Provided entries section start

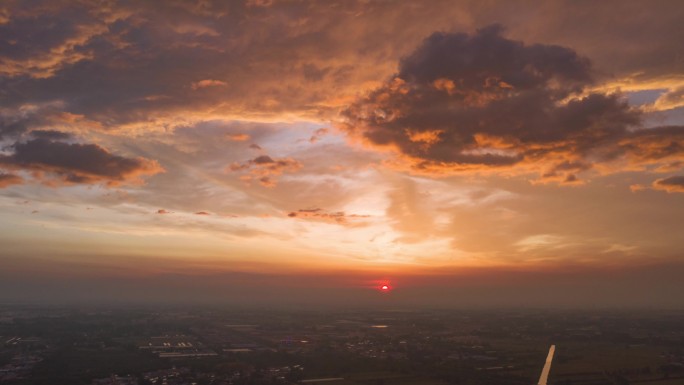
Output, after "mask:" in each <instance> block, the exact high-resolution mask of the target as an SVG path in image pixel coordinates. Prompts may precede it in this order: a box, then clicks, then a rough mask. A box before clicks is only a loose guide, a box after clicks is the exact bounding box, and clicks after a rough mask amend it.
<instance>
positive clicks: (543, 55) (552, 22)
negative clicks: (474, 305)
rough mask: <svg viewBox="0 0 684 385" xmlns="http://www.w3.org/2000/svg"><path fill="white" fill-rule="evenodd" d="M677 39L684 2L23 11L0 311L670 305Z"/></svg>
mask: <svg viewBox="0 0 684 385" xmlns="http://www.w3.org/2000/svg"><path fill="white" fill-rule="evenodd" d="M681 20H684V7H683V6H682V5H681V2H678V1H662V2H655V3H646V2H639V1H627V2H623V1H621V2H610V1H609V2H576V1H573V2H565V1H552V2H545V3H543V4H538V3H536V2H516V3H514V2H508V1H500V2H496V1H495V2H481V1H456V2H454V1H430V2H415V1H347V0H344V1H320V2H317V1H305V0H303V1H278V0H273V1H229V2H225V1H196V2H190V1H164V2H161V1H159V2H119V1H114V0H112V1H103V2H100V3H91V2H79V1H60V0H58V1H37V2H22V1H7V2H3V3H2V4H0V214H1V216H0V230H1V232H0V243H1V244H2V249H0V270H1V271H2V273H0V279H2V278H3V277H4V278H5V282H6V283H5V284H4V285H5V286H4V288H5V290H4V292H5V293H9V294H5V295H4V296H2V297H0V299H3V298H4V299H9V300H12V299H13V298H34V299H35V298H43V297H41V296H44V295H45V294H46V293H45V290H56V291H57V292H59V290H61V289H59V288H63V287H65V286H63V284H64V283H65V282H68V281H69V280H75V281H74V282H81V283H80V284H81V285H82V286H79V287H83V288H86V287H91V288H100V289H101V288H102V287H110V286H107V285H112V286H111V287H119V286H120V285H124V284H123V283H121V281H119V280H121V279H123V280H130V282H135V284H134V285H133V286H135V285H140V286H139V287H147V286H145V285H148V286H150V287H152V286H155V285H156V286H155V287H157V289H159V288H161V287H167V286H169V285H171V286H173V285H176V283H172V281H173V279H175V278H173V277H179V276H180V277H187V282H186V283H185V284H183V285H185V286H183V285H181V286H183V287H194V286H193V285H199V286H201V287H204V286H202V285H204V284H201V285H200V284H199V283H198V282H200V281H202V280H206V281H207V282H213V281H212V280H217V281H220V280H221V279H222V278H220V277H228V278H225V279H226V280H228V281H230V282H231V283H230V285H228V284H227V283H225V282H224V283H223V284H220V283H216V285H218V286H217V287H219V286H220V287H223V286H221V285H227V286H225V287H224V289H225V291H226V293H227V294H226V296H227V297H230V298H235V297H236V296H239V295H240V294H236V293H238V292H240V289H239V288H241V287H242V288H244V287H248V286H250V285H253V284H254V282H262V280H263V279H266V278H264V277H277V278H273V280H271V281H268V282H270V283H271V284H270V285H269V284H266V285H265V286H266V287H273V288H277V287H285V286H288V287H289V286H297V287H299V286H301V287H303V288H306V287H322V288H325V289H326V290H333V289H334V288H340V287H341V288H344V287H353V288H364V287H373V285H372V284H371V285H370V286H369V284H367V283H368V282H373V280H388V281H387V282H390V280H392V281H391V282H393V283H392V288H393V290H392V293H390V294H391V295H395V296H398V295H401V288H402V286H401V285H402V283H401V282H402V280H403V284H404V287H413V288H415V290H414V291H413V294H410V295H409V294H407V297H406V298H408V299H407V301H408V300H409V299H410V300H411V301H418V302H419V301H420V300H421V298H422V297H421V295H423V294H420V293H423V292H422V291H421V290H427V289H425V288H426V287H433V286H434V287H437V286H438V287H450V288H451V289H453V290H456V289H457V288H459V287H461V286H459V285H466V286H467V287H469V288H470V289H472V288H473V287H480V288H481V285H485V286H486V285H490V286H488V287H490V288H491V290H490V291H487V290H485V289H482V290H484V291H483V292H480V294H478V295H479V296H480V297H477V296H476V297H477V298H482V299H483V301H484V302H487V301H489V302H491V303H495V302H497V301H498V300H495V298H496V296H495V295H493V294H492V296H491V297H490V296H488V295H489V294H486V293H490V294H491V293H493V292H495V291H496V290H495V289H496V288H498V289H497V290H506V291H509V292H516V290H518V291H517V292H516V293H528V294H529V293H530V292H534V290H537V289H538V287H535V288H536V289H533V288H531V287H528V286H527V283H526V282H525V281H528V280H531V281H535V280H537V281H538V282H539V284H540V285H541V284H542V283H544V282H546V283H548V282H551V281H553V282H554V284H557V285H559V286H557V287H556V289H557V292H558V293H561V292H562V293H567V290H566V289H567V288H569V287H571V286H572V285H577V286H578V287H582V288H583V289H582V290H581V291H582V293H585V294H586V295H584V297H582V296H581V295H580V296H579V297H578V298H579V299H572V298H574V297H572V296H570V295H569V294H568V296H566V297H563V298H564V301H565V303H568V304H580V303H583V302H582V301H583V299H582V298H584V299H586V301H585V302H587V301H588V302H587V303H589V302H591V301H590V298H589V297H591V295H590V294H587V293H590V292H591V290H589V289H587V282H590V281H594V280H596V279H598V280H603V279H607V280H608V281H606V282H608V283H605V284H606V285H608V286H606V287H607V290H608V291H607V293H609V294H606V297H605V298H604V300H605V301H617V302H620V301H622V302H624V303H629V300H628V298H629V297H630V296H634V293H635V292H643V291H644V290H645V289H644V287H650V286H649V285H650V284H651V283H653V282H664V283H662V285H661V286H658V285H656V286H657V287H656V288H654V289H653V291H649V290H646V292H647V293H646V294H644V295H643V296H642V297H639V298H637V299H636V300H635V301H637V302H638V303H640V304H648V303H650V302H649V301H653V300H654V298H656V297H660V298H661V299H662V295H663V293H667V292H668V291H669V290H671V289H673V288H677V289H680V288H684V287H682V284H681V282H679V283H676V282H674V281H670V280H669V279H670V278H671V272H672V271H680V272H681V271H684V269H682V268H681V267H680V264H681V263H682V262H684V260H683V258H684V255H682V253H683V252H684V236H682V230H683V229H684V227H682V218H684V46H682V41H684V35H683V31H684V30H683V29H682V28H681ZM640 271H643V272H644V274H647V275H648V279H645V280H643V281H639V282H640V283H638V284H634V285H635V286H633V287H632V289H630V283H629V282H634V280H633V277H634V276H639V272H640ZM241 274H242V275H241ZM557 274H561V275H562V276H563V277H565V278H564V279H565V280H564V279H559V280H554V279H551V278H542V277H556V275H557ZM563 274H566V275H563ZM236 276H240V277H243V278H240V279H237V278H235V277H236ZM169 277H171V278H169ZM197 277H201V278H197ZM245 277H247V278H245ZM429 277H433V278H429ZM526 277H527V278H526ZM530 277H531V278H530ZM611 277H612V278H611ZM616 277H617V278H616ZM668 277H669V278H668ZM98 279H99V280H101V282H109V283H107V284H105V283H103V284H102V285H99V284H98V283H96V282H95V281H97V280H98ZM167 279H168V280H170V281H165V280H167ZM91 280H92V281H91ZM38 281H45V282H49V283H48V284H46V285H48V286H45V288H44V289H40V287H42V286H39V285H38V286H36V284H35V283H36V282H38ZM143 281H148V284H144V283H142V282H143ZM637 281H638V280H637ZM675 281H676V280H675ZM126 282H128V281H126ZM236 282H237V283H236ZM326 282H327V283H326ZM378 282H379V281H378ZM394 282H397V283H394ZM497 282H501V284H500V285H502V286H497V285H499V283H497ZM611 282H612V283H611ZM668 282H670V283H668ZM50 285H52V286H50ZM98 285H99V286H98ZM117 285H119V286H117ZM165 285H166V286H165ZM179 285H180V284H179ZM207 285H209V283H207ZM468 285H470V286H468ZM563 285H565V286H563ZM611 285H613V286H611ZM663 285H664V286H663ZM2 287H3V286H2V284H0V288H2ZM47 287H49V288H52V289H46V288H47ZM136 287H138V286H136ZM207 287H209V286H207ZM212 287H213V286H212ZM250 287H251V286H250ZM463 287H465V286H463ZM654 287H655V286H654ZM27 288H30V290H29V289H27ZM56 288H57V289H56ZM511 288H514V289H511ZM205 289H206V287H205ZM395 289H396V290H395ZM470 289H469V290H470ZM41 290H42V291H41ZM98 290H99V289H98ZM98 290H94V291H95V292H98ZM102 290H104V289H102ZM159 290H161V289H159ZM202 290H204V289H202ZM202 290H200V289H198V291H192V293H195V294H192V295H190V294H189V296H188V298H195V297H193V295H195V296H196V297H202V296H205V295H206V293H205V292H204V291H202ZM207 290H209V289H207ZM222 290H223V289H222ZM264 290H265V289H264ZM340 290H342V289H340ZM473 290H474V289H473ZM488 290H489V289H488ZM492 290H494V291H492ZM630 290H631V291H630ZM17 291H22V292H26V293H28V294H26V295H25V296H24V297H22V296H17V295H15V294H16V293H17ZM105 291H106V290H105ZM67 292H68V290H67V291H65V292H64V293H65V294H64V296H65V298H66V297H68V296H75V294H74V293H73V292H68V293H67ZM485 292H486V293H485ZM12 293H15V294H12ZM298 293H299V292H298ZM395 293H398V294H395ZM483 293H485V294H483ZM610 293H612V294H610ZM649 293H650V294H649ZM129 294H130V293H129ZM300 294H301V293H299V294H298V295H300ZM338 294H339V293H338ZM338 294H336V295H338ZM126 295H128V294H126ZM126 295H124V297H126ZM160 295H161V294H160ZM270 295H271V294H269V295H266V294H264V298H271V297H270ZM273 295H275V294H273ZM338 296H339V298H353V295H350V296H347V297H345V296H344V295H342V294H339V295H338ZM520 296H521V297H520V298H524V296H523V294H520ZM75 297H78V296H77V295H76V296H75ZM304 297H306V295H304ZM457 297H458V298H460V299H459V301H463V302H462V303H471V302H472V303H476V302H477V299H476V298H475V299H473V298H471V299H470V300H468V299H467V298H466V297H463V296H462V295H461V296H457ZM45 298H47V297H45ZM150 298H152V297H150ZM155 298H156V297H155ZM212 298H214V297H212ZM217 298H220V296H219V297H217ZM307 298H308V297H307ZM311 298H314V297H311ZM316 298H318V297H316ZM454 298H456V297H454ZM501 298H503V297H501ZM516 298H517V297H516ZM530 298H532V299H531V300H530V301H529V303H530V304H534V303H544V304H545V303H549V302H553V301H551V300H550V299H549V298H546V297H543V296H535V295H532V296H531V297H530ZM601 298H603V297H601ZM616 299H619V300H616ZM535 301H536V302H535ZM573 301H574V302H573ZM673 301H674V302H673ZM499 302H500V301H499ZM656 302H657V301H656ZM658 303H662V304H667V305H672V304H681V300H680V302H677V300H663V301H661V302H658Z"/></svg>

Provided entries section end

Would you filter the records and copy each line that contains the word "rough"?

§ Answer below
Output, after "mask:" in each <instance> block, the exact high-resolution mask of the target as an SVG path in image pixel coordinates. Prompts may precede it in this order: a box, then clicks, then a rough mask. A box before clicks is only a loose guide, a box after clicks is the exact bounding box, and clicks after a rough mask amend it.
rough mask: <svg viewBox="0 0 684 385" xmlns="http://www.w3.org/2000/svg"><path fill="white" fill-rule="evenodd" d="M677 39L684 2L23 11L0 311L670 305Z"/></svg>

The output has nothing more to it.